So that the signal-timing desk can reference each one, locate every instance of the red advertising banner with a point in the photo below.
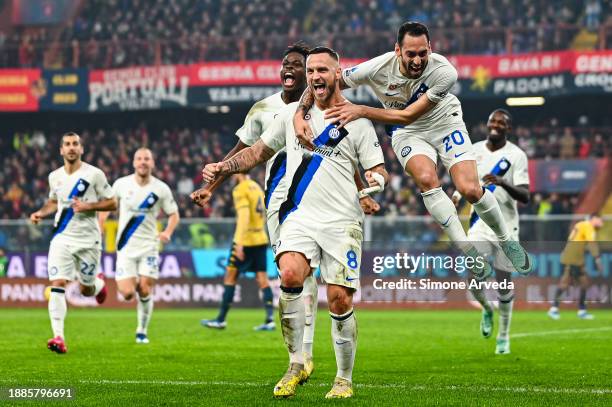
(20, 89)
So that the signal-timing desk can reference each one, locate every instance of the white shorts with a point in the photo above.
(335, 249)
(486, 242)
(451, 143)
(67, 262)
(146, 265)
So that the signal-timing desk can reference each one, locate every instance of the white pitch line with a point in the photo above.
(560, 332)
(403, 386)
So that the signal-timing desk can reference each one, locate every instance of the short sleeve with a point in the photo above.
(368, 149)
(275, 135)
(521, 170)
(103, 189)
(241, 199)
(252, 128)
(362, 74)
(168, 203)
(443, 79)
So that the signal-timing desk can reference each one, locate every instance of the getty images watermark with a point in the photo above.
(416, 265)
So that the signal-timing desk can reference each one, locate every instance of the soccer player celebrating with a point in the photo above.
(582, 236)
(248, 252)
(503, 169)
(76, 191)
(413, 84)
(321, 219)
(141, 197)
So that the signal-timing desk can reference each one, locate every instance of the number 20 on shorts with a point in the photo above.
(454, 138)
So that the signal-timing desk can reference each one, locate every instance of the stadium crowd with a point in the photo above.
(30, 156)
(120, 33)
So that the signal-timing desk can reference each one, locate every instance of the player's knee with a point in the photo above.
(291, 277)
(340, 301)
(471, 191)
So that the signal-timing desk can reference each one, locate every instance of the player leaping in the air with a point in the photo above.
(259, 118)
(141, 197)
(320, 218)
(413, 84)
(503, 169)
(76, 191)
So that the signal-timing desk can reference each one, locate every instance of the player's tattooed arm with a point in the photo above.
(243, 161)
(48, 208)
(300, 124)
(374, 180)
(103, 205)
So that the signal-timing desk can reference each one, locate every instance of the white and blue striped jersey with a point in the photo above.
(261, 115)
(88, 184)
(509, 162)
(395, 91)
(321, 185)
(139, 206)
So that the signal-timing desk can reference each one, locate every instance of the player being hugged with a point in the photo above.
(503, 170)
(321, 218)
(413, 84)
(76, 191)
(141, 197)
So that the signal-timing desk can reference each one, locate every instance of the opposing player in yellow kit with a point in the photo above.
(582, 236)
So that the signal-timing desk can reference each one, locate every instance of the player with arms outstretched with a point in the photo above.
(503, 170)
(582, 237)
(141, 197)
(413, 84)
(76, 191)
(321, 219)
(259, 118)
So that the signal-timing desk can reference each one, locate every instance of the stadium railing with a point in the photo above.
(204, 233)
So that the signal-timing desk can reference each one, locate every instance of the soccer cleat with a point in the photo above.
(583, 314)
(57, 345)
(286, 386)
(142, 338)
(486, 323)
(553, 313)
(342, 389)
(308, 366)
(101, 297)
(213, 323)
(502, 347)
(520, 259)
(268, 326)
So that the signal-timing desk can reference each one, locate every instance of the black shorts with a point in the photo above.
(255, 259)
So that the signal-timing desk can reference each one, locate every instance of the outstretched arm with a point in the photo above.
(302, 130)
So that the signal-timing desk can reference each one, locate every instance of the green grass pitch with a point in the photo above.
(403, 358)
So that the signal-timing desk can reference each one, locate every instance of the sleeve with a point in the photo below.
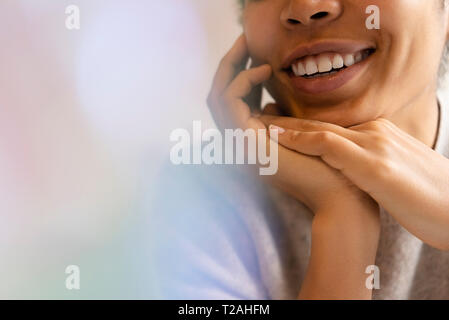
(201, 248)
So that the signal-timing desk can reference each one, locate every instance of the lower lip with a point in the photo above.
(330, 82)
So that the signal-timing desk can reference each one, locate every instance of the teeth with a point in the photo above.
(338, 61)
(324, 63)
(311, 66)
(327, 62)
(295, 70)
(349, 60)
(301, 69)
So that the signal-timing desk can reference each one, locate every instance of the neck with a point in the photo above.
(420, 118)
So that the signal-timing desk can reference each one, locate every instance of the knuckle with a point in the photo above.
(377, 125)
(381, 143)
(383, 168)
(325, 136)
(294, 136)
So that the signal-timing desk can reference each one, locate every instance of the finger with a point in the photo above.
(230, 65)
(272, 109)
(305, 125)
(240, 88)
(254, 99)
(337, 151)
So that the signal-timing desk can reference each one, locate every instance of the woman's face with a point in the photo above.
(394, 65)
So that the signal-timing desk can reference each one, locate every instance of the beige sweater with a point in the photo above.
(228, 237)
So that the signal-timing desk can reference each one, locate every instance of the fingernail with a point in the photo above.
(278, 129)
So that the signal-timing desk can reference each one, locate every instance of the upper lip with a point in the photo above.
(315, 48)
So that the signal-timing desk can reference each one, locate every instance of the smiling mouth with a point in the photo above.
(326, 64)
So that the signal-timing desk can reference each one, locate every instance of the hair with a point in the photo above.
(444, 65)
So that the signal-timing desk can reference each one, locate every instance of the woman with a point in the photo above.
(363, 173)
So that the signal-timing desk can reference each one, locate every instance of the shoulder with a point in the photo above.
(202, 245)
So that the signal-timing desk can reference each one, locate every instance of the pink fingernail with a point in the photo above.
(278, 129)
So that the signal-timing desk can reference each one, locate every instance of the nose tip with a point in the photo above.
(310, 12)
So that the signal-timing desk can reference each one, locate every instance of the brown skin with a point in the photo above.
(385, 115)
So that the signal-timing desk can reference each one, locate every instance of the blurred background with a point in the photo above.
(85, 118)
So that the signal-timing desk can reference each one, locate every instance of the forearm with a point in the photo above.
(344, 243)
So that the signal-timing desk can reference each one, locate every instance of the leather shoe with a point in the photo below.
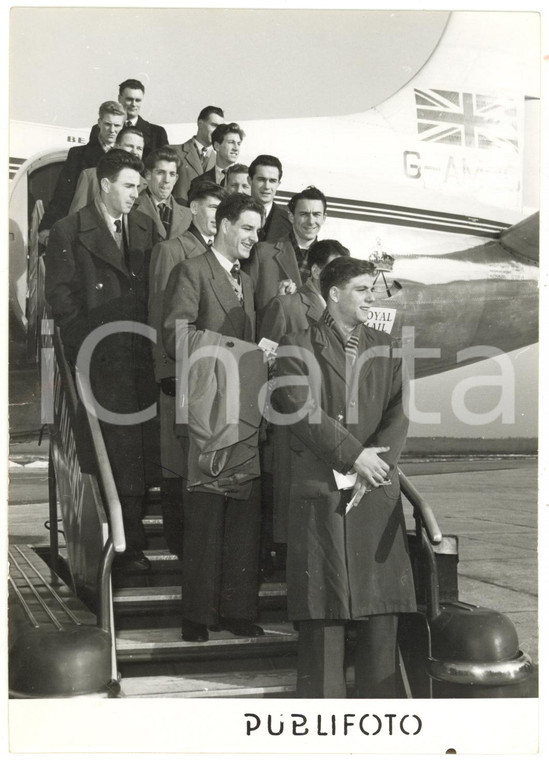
(132, 559)
(191, 631)
(240, 627)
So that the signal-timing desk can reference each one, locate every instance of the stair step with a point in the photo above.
(154, 594)
(265, 683)
(145, 644)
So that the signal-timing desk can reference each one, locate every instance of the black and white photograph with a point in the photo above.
(274, 481)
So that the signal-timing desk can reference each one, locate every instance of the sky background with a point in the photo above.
(256, 64)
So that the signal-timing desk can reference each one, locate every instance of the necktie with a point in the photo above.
(351, 347)
(118, 232)
(204, 157)
(235, 274)
(165, 213)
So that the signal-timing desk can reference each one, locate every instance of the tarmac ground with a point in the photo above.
(490, 504)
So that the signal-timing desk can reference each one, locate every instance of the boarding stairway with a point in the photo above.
(121, 634)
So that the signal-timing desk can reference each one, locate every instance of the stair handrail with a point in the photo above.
(116, 541)
(421, 508)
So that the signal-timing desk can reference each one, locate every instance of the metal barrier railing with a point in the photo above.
(81, 477)
(428, 535)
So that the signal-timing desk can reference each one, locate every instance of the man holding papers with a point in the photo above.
(340, 392)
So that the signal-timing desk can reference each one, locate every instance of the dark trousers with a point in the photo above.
(220, 556)
(132, 508)
(171, 500)
(320, 658)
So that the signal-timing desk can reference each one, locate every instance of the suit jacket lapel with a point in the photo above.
(286, 260)
(225, 294)
(191, 154)
(144, 126)
(139, 241)
(311, 300)
(96, 238)
(248, 293)
(147, 206)
(181, 218)
(331, 349)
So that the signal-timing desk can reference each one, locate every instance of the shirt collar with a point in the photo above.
(167, 201)
(103, 144)
(310, 284)
(225, 263)
(200, 147)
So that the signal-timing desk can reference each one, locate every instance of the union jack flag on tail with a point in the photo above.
(466, 120)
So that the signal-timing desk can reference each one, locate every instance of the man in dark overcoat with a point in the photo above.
(97, 267)
(209, 294)
(346, 423)
(79, 158)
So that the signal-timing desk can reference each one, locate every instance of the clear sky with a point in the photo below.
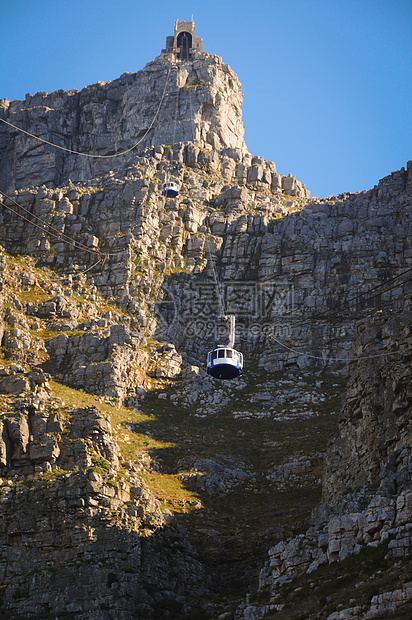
(327, 84)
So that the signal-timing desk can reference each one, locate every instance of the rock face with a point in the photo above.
(197, 100)
(111, 287)
(367, 485)
(75, 536)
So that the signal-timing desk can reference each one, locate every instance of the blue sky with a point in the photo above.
(327, 84)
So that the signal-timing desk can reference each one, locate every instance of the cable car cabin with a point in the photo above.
(224, 363)
(170, 189)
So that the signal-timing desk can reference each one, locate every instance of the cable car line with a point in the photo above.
(170, 189)
(52, 231)
(62, 148)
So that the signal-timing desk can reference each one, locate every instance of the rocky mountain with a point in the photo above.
(123, 465)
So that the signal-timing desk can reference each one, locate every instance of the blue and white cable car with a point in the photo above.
(225, 362)
(170, 189)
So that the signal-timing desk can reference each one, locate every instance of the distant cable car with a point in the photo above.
(225, 362)
(170, 189)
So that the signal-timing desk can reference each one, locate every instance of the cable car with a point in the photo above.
(170, 189)
(225, 362)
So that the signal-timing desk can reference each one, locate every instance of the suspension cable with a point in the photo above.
(52, 231)
(62, 148)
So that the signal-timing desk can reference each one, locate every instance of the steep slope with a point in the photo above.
(114, 296)
(360, 536)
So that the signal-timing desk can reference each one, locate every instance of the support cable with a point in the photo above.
(62, 148)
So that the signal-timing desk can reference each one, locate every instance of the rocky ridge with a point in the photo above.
(367, 492)
(133, 304)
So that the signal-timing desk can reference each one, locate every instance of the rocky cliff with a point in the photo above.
(165, 103)
(108, 306)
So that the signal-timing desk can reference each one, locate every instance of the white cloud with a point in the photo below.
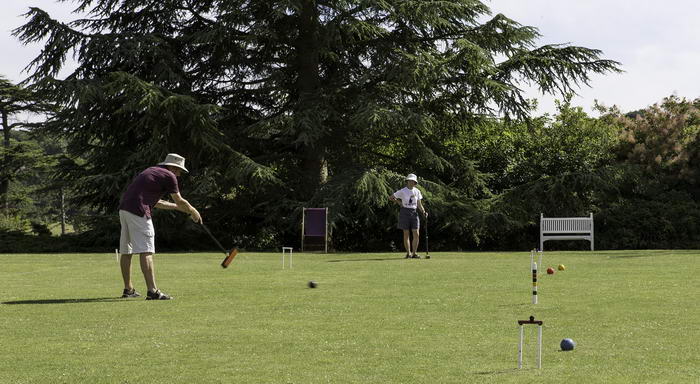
(656, 43)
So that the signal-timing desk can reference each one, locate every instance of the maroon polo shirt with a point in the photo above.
(146, 189)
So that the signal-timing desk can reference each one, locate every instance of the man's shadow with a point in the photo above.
(68, 301)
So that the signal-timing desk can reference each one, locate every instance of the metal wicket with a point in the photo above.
(539, 341)
(291, 254)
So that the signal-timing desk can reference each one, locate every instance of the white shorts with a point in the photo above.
(138, 234)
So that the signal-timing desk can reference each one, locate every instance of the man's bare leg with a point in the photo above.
(148, 271)
(125, 264)
(407, 241)
(416, 239)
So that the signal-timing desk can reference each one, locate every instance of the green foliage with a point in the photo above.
(279, 105)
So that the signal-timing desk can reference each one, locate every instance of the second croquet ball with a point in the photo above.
(567, 345)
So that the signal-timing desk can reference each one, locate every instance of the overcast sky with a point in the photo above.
(658, 43)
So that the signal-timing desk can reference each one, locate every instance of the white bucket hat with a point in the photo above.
(175, 160)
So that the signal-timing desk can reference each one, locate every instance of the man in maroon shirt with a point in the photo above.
(138, 234)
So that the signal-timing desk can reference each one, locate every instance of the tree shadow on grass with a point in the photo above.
(68, 301)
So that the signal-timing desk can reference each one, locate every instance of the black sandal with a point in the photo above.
(130, 293)
(157, 295)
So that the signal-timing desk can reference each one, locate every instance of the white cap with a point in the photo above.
(175, 160)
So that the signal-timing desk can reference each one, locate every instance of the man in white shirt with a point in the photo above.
(409, 198)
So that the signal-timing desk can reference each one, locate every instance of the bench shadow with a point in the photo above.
(498, 372)
(68, 301)
(384, 259)
(633, 255)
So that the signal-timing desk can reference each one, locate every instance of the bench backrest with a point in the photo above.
(567, 224)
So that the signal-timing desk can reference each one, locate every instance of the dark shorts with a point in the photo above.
(408, 219)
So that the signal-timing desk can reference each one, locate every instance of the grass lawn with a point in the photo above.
(374, 318)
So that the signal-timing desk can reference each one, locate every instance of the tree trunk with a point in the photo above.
(63, 212)
(308, 112)
(4, 182)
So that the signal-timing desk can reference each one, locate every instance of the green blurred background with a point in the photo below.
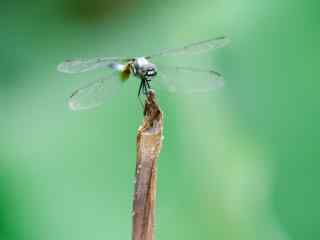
(238, 163)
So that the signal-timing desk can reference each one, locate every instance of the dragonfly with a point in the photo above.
(174, 78)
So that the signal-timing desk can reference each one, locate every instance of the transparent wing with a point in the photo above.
(84, 65)
(95, 93)
(189, 79)
(194, 48)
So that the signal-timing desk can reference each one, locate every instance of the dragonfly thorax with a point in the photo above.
(143, 69)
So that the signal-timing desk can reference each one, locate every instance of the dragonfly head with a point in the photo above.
(142, 68)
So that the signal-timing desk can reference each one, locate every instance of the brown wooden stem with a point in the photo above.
(149, 141)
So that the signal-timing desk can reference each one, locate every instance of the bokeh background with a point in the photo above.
(238, 163)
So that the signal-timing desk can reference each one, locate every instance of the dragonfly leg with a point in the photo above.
(140, 87)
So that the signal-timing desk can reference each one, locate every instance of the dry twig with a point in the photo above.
(149, 141)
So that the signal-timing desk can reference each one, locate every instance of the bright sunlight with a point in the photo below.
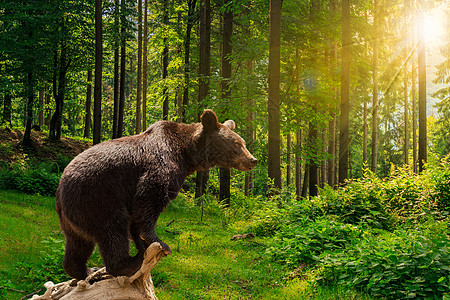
(433, 27)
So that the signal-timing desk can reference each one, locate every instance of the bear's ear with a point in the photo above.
(209, 120)
(230, 124)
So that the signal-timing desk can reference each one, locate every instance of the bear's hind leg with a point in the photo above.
(77, 252)
(115, 252)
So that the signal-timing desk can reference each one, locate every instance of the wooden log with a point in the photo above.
(101, 285)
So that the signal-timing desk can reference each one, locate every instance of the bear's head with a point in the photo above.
(221, 146)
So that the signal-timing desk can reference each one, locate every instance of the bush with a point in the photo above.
(30, 179)
(303, 242)
(407, 264)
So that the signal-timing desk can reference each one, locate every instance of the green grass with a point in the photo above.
(205, 263)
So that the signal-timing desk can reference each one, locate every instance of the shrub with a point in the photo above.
(407, 264)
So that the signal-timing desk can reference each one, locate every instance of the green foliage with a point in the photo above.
(32, 177)
(410, 263)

WHAT IS NEEDED ->
Everything from the line that contains "the bear's head" through the end of the records must be duplicated exactly, and nothing outside that range.

COMPLETE RESPONSE ->
So that the signal-timing desk can reference each one, locate every instance of the bear's head with a point in the photo above.
(221, 146)
So that the signal-timing desk can reference each one, locate every instance of the bush with a point in the photo above.
(30, 179)
(303, 242)
(407, 264)
So that the signal-timing desk can reference each one, locate every instance of the green grass with a point in the photo above.
(205, 263)
So that the signal-timing desk can reference each one, locate every instance of the shrub with a point in the photo above.
(407, 264)
So that the signal-timing desk can reference each one, locate every instance of the green foliage with a point in the photo above.
(32, 177)
(410, 263)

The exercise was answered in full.